> **TEXT PROVIDED**
------------------------------------
Put simply – if a woman has more money to use at her disposal, she can influence everything around her and help improve the lives of others.

What Next for Women?

We still have a long way to go when it comes to achieving gender equality, but then we have only seen real change happening for women since the suffrage movement at the end of the 19th century. We do have some catching up to do! Never before though has the future looked brighter for women.

And if you’re a man reading this? You can also help bring about change by helping the women around you succeed. Empower women to empower themselves. Hold a space for them and challenge men who come out with misogynist opinions and language – this includes making sure our children are not exposed to this kind of behaviour so they have a more enlightened upbringing.

So what can I do?

Women need to be the change we want to see in the world. We can’t expect to be able to take on the “powers that be” if we are flat broke. We need money, and above all, we need time which means being financially free.

Now obviously, not everyone wants to be the next female prime minister, or have a multi-million/billion-pound company. If all you’re trying to do is survive the week, and make sure there is milk in the fridge, then fine, but if not you, then who? Another man who is willing to put in the effort and time to succeed? We are ALL capable of putting our mark on the world, and as women in developed countries, we have a responsibility to do so.

Take care of your debt, raise your savings, invest your money and then GIVE. Give your time and give your money. Employ a cleaner so she can raise her own family, use independent shops, and support your friends in their businesses where you can. We are all connected, and we can all improve society if we work together. Wealth IS NOT just for the few.

Thank you for stopping by to read my article today. I hope it has inspired you to keep reading and learning in your own pursuit of financial independence and freedom.

With Love,

Dr Nikki

7 thoughts on “More women in power will improve the economy of the world

  1. Things seem to be changing in academe as well. Some colleagues are very pleased because our VC and other senior officers of the university are women. I keep wondering whether this is because women are breaking the ‘glass ceiling’ or because men are busy building ceilings elsewhere. (No, this is no sour grapes; I’ve was a Faculty Associate Dean and often the only woman at the table.)
------------------------------------
> **MATERIAL PROVIDED**
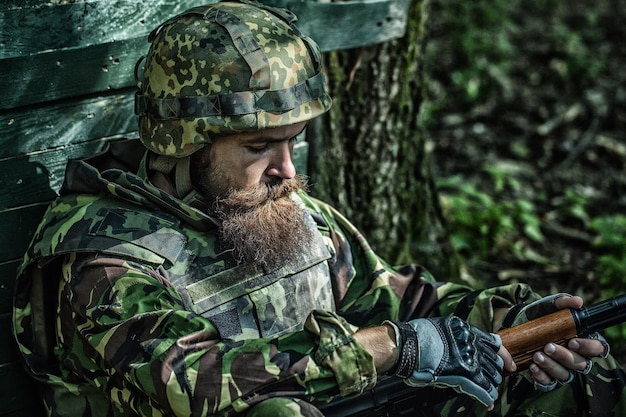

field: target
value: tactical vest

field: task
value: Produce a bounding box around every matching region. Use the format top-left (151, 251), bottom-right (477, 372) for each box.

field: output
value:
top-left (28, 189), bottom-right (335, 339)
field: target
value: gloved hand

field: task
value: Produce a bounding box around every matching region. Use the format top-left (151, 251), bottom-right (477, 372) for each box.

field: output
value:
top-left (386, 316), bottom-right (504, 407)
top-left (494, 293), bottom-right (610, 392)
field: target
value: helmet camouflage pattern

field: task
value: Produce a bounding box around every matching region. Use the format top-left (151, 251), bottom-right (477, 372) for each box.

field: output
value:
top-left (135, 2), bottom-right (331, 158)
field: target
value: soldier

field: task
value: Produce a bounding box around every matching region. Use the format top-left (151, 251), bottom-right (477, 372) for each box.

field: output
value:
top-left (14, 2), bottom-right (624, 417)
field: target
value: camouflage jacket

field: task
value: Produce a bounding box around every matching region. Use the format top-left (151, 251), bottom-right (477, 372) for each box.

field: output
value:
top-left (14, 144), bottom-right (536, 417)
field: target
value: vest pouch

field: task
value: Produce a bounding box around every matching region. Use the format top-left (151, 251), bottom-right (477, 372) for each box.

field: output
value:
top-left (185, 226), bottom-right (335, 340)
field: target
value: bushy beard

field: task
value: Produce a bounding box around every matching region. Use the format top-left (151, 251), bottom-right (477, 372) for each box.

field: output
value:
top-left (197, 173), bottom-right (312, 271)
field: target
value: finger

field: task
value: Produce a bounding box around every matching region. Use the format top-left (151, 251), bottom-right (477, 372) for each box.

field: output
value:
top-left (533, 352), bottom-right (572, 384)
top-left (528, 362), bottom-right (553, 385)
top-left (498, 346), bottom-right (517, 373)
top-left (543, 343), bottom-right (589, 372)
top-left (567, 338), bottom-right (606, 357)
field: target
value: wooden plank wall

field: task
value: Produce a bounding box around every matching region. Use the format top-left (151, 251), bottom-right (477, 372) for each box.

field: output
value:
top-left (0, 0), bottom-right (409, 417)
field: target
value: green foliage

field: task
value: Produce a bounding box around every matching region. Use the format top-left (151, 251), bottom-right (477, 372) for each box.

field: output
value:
------------------------------------
> **ASSIGNED TASK A**
In the text on women and money, since when has real change been happening for women?
> **ASSIGNED TASK B**
Please carry the text on women and money forward from its last sentence.

> **TASK RESPONSE A**
Since the suffrage movement at the end of the 19th century.

> **TASK RESPONSE B**
    I like powerful women and have put a lot of effort into developing some (admin and academics). Still, looking at Theresa May and some other women in power, I’m yet to be convinced that simply putting women in power would improve the world. It seems to me, we have to work to change the rules according to which the world (and all in it) is governed.

    1. I agree- it’s not necessarily about having women in power- but I think more about the characteristics women traditionally bring to the table. We certainly need a different way to “do business” if we want to see some real change- not women copying what has gone before. Thank you for your thoughts!

  2. I agree we need an equal representation of people in power, and the gender balance is really shocking in 2018. As an example I visited parliament recently and was blown away by the pomp and splendour; however portraits and statues of white men abounded. Literally 99% of art work was white men, alongside the odd queen and Maggie. Not a lot of aspirational role models for non white men there?

    I think change and progress takes time; some women have been able to vote for 100 years, some 90 years yet we still struggle to vote for female candidates. Women have outperformed men academically for decades yet never made it to senior roles. In fact I’m starting to believe now that it’s due to a conscious choice to avoid the patriarchal work environment these high performing women are select selecting out.

    And the main thing I think that need to be tackled in gendering of everything. From books, toys, courses, TV, tasks, chores, cleaning, cooking, child-rearing, jobs, caring responsibilities….. once we release people from the expectation to like something because you are a boy, or be good at something because you are a woman we can start to make changes. We need more male nursery nurses and female refuse collectors. And stay at home data and breadwinner mums.